### SOURCE DATA
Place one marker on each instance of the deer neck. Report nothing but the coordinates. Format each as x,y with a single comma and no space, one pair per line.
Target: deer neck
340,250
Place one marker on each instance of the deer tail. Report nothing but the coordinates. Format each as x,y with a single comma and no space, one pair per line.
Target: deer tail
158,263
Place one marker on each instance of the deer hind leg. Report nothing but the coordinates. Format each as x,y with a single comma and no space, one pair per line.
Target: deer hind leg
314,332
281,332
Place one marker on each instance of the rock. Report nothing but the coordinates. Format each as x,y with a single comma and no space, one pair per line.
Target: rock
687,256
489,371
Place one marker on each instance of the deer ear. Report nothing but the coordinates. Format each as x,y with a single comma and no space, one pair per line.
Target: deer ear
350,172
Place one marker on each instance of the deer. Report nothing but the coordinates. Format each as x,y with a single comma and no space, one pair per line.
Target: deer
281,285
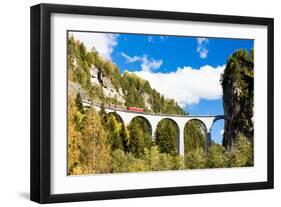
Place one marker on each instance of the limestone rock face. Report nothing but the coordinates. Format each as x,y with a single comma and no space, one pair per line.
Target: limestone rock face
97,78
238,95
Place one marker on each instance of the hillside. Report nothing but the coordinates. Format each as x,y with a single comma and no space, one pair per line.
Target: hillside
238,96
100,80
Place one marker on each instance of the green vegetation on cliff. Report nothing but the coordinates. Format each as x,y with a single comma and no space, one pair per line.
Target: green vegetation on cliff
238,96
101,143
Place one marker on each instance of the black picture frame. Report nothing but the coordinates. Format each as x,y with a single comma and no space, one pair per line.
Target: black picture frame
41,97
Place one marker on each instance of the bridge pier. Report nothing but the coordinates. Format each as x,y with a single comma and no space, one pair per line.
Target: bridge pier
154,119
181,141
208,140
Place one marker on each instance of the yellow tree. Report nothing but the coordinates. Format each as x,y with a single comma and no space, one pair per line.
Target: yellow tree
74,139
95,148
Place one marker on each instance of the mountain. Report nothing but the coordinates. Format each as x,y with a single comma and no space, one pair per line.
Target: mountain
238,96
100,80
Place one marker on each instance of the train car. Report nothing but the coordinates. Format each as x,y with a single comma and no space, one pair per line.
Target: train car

### WHAT TO DO
Across the listing above, how many lines carry "train"? Give only the number.

### YOUR RESPONSE
2